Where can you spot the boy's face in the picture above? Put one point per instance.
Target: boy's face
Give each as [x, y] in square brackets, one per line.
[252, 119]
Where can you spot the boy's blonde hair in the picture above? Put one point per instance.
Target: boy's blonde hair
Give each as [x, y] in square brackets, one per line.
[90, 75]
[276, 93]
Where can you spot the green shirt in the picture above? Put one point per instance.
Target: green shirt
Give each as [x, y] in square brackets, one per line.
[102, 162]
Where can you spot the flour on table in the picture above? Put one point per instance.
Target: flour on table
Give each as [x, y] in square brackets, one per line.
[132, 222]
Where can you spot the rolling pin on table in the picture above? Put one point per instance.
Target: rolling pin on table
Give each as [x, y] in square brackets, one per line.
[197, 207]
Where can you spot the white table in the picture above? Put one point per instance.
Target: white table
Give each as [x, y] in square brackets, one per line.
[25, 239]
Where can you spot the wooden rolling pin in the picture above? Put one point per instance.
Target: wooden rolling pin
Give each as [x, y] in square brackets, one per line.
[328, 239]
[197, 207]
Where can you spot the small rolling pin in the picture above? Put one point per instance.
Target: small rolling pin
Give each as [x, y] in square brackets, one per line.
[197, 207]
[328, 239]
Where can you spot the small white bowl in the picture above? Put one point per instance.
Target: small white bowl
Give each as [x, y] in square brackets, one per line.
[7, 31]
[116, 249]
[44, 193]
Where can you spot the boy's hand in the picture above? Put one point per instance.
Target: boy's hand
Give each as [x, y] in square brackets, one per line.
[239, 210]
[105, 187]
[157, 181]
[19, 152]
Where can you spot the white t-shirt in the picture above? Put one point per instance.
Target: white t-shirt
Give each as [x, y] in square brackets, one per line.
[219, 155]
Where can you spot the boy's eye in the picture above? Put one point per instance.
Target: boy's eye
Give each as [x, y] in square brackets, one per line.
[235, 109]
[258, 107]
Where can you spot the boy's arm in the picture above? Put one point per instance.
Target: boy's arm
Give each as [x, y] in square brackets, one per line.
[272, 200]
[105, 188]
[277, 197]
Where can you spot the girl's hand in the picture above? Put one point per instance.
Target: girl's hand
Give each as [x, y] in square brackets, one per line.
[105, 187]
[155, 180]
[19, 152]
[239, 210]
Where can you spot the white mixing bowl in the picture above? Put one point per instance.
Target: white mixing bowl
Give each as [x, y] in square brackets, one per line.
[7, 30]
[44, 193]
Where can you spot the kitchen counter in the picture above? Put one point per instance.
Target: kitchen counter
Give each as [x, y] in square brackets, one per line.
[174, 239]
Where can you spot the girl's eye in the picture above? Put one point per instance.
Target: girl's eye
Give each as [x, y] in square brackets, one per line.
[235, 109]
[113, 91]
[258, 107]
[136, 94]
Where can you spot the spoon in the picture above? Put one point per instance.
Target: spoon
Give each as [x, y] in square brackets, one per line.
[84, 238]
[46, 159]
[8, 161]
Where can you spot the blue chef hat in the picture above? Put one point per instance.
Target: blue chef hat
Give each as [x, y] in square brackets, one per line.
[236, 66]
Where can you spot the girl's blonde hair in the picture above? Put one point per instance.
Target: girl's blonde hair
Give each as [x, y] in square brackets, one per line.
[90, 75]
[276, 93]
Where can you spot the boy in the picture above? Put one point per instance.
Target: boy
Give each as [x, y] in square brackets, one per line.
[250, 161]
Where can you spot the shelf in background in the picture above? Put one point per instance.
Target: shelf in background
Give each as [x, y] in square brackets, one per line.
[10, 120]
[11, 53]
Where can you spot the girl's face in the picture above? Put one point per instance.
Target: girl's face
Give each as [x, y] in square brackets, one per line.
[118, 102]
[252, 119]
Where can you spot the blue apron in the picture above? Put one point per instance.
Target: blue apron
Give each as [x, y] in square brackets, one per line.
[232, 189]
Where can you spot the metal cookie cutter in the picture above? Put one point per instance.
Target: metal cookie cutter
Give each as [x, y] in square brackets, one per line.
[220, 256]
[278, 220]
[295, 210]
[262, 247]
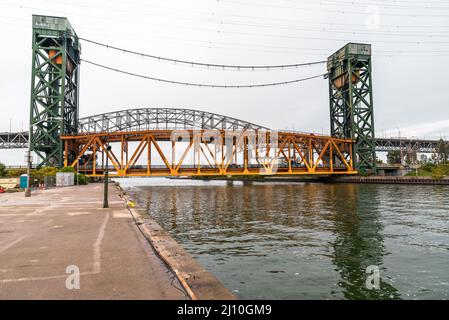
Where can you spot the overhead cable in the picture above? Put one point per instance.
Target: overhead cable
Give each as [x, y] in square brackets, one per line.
[208, 65]
[204, 85]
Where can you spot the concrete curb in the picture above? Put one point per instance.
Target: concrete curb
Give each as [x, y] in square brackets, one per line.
[199, 283]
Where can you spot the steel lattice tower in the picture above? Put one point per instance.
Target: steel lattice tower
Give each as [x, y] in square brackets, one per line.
[54, 87]
[351, 101]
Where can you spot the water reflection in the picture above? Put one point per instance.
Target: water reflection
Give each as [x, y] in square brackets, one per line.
[306, 241]
[359, 241]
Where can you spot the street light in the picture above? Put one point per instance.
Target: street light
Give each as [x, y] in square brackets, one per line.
[106, 179]
[28, 157]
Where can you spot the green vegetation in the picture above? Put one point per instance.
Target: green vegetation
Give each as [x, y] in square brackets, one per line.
[437, 171]
[14, 173]
[394, 157]
[40, 175]
[2, 170]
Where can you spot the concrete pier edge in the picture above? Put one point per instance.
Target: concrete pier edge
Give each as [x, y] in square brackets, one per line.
[198, 283]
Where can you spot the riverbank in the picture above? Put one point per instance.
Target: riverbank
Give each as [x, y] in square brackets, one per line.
[277, 240]
[45, 239]
[420, 180]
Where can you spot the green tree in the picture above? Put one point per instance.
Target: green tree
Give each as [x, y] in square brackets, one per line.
[411, 157]
[3, 170]
[394, 157]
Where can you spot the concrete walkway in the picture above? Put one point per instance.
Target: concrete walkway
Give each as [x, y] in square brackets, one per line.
[67, 227]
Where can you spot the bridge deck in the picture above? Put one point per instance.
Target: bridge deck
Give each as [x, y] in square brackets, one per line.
[208, 152]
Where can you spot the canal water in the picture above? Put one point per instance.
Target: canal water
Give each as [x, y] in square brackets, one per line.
[308, 240]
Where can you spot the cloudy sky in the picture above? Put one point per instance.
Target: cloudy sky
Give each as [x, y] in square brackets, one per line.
[410, 43]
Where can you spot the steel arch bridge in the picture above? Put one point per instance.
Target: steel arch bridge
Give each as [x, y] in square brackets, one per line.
[161, 118]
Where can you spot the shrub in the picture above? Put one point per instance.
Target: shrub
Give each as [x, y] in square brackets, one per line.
[3, 170]
[14, 173]
[440, 171]
[427, 167]
[82, 179]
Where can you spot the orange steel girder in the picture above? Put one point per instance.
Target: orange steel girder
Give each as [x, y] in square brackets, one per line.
[232, 153]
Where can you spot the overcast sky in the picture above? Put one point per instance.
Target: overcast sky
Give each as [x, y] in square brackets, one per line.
[410, 43]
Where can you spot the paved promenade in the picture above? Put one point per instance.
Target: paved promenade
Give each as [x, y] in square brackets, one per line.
[45, 238]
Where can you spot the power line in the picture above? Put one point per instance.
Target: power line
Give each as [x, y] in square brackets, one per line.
[344, 11]
[204, 85]
[208, 65]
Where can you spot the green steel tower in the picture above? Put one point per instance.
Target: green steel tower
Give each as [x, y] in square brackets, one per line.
[351, 101]
[54, 87]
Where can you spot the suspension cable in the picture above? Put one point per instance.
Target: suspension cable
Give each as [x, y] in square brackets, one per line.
[207, 65]
[204, 84]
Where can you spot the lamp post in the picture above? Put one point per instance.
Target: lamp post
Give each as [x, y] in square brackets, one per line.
[29, 157]
[106, 179]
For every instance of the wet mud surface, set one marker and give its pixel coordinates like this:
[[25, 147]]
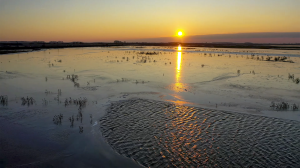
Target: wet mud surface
[[161, 134]]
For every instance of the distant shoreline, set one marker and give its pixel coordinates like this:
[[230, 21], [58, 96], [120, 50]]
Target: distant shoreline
[[9, 48]]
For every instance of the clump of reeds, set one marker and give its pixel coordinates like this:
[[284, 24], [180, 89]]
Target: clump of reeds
[[292, 77], [57, 119], [81, 102], [27, 101], [3, 100]]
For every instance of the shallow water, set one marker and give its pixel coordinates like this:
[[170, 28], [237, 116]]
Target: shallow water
[[199, 77]]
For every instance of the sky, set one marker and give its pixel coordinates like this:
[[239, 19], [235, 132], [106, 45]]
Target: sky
[[138, 20]]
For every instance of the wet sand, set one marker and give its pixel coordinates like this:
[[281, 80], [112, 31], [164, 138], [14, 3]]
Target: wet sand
[[191, 78], [160, 134]]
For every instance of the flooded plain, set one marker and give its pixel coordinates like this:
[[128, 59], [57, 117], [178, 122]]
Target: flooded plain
[[150, 106]]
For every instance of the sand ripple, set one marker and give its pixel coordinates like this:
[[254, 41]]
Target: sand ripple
[[160, 134]]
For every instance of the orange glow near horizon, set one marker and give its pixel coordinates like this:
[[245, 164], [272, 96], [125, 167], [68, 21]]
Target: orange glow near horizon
[[91, 21], [178, 64]]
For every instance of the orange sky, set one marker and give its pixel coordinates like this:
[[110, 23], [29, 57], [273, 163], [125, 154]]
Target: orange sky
[[93, 20]]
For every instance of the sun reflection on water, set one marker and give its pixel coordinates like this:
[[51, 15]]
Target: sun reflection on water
[[178, 84]]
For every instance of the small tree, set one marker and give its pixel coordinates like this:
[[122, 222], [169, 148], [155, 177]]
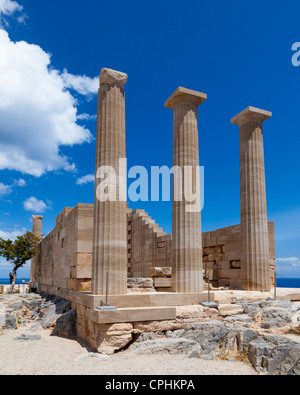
= = = =
→ REQUEST: Copy the lines of the items above word for word, starting at the line that contains "For every instance of the small" and running through the end of the items. Leave the pictures out of your answer.

→ RESPONSE TO THE TASK:
For every instance of the small tree, set one marker and give its pixel coordinates like this:
[[122, 222], [169, 148], [155, 177]]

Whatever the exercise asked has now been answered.